(Stored data entries)
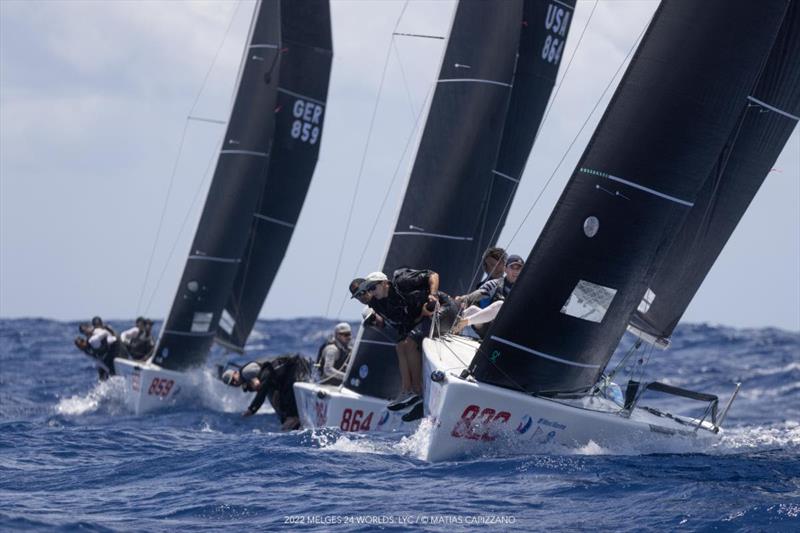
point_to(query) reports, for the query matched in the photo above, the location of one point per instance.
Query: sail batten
(660, 138)
(306, 53)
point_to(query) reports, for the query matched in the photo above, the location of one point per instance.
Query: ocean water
(72, 457)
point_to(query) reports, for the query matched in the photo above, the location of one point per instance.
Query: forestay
(767, 119)
(439, 220)
(656, 144)
(305, 67)
(233, 197)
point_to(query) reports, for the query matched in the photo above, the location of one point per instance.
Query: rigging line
(495, 233)
(178, 158)
(363, 161)
(405, 81)
(397, 167)
(201, 187)
(577, 135)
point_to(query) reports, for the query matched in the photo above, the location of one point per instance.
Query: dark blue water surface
(73, 458)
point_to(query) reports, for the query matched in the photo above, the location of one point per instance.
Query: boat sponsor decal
(525, 424)
(479, 424)
(321, 412)
(160, 387)
(355, 420)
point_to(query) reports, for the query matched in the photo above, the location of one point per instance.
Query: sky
(102, 177)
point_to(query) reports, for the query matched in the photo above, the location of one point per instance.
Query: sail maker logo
(307, 118)
(556, 23)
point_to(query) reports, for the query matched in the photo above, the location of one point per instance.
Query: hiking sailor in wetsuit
(100, 342)
(407, 303)
(138, 340)
(494, 291)
(332, 356)
(273, 379)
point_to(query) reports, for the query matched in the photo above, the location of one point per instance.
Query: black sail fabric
(222, 233)
(439, 219)
(769, 117)
(545, 27)
(305, 68)
(657, 142)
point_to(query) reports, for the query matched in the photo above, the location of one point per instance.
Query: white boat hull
(148, 387)
(468, 417)
(326, 406)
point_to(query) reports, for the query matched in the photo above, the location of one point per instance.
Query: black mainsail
(305, 67)
(658, 141)
(545, 26)
(769, 117)
(439, 218)
(235, 189)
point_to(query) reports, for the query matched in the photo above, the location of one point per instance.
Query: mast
(543, 36)
(768, 117)
(305, 67)
(656, 144)
(439, 219)
(239, 177)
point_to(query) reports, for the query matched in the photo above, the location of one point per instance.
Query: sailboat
(263, 172)
(497, 73)
(706, 105)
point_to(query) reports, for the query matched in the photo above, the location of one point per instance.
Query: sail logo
(307, 119)
(556, 23)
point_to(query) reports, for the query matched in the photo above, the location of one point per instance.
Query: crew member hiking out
(333, 355)
(274, 380)
(407, 303)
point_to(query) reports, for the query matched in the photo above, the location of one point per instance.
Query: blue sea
(72, 457)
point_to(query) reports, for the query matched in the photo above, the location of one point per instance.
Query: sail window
(201, 322)
(647, 301)
(590, 226)
(589, 301)
(226, 322)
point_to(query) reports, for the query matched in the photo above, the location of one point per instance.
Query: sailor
(495, 291)
(138, 340)
(272, 379)
(493, 263)
(100, 342)
(333, 355)
(407, 303)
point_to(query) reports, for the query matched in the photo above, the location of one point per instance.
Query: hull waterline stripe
(190, 333)
(298, 95)
(437, 235)
(772, 108)
(245, 152)
(506, 176)
(475, 80)
(273, 220)
(563, 4)
(541, 354)
(382, 343)
(216, 259)
(636, 186)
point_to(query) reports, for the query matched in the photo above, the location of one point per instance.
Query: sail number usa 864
(307, 118)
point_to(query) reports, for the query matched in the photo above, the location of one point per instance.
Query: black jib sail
(440, 215)
(545, 26)
(236, 187)
(305, 67)
(768, 118)
(656, 144)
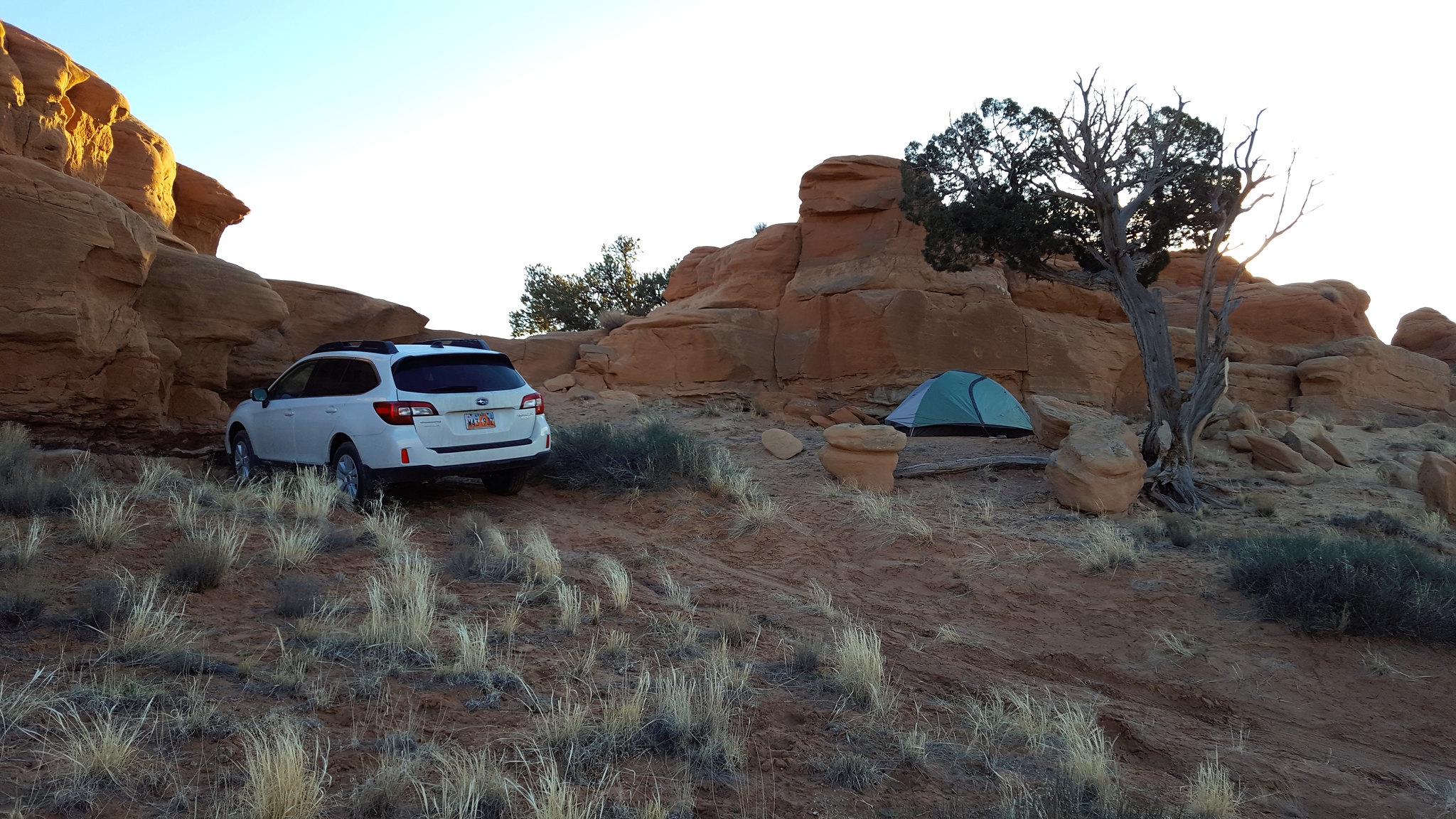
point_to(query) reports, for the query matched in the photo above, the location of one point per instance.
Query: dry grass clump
(1211, 795)
(472, 653)
(1107, 547)
(469, 786)
(1086, 754)
(283, 780)
(150, 627)
(387, 531)
(896, 523)
(291, 547)
(105, 520)
(692, 717)
(273, 494)
(678, 633)
(316, 494)
(205, 557)
(568, 605)
(860, 668)
(678, 595)
(402, 601)
(542, 557)
(158, 478)
(104, 749)
(854, 771)
(733, 624)
(754, 512)
(619, 583)
(22, 701)
(1177, 643)
(1432, 525)
(807, 655)
(23, 545)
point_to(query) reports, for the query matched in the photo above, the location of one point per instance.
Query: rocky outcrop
(862, 456)
(1097, 469)
(119, 324)
(1429, 333)
(842, 306)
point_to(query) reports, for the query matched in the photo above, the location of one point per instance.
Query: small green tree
(577, 302)
(1097, 197)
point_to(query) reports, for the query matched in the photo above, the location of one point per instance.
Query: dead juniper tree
(1097, 197)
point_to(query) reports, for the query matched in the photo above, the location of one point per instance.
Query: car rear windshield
(456, 372)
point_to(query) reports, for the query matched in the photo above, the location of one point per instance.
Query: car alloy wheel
(347, 476)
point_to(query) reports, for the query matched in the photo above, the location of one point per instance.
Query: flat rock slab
(781, 444)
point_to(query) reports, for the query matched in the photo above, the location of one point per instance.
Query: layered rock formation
(118, 321)
(842, 305)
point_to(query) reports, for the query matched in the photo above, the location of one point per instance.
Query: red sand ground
(1303, 726)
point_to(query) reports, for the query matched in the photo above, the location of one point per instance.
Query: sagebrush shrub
(1349, 585)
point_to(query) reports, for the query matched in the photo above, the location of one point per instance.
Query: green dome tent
(960, 404)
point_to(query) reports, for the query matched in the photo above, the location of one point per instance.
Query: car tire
(351, 476)
(505, 483)
(245, 462)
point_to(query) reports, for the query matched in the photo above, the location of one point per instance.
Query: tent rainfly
(961, 404)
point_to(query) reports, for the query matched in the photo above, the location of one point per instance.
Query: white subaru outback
(378, 413)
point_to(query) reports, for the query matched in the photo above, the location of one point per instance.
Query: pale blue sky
(427, 152)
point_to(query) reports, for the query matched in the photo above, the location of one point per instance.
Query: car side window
(358, 378)
(293, 382)
(341, 376)
(326, 378)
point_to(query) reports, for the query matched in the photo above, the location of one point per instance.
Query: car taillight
(402, 413)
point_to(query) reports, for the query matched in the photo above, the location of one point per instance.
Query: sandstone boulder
(621, 397)
(781, 444)
(862, 456)
(858, 437)
(1315, 432)
(1276, 456)
(1242, 417)
(1429, 333)
(204, 209)
(1308, 451)
(1097, 469)
(1438, 483)
(1365, 375)
(316, 314)
(1051, 419)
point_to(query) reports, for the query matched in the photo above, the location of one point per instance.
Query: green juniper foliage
(993, 186)
(1350, 585)
(574, 302)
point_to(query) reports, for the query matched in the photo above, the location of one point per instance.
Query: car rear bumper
(426, 473)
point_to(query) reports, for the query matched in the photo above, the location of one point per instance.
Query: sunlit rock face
(842, 305)
(118, 321)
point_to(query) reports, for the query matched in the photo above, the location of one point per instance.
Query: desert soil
(993, 598)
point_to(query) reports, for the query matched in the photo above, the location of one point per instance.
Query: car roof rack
(357, 346)
(471, 343)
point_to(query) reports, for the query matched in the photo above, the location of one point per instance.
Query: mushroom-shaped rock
(862, 456)
(1098, 466)
(781, 444)
(1053, 417)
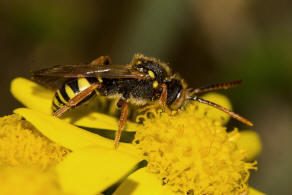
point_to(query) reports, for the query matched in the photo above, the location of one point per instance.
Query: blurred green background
(207, 42)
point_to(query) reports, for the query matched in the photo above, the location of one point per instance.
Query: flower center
(193, 154)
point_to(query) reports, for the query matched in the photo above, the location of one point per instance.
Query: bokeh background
(207, 42)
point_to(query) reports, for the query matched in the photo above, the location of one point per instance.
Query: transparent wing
(53, 76)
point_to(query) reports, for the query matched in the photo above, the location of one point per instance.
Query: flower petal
(141, 182)
(68, 135)
(253, 191)
(91, 170)
(250, 142)
(34, 96)
(205, 110)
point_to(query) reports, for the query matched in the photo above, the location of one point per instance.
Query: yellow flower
(189, 152)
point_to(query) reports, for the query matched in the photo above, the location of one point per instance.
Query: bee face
(175, 94)
(156, 70)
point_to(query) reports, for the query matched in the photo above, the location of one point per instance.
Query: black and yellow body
(144, 81)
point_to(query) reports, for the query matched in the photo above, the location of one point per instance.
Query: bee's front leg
(123, 119)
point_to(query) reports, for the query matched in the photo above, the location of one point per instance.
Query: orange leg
(75, 100)
(162, 101)
(102, 60)
(123, 120)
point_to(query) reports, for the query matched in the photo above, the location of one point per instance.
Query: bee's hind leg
(76, 99)
(123, 120)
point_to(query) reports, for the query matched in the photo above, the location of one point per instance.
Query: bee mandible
(144, 80)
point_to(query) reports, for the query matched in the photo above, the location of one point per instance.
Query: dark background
(205, 41)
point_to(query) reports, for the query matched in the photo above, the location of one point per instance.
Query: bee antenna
(232, 114)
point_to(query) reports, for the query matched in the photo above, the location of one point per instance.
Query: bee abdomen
(70, 89)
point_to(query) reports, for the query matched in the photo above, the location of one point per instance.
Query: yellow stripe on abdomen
(83, 84)
(69, 91)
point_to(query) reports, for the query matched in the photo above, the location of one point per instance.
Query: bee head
(156, 69)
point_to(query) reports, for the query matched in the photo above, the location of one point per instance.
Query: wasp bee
(144, 80)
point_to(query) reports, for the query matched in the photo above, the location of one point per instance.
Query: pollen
(193, 154)
(21, 145)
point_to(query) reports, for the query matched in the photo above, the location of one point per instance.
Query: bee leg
(123, 119)
(102, 60)
(162, 101)
(76, 99)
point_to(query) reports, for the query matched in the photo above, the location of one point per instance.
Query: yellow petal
(36, 97)
(253, 191)
(141, 182)
(32, 95)
(250, 141)
(68, 135)
(211, 112)
(92, 170)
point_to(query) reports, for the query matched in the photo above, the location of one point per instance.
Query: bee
(145, 82)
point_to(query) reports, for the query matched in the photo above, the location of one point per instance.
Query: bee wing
(60, 73)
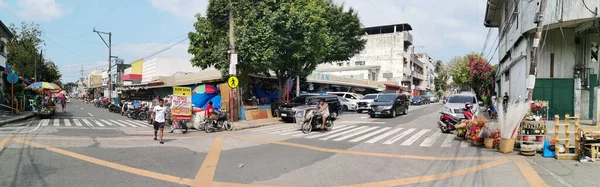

> _Your objective_
Leave out the pictures, and retype exactly the lines from the one containing "Query: yellow petal" through the last line of the data above, no more and no less.

> _Your solution_
Query: yellow petal
(36, 97)
(253, 191)
(141, 182)
(32, 95)
(250, 141)
(68, 135)
(211, 112)
(92, 170)
point_to(query) reports, for the query matched in the photo above, the location of one point per instance.
Query: bee
(145, 82)
point_to(query) reports, for the query matched in the photo above, the location of one point per instance.
Query: bee wing
(60, 73)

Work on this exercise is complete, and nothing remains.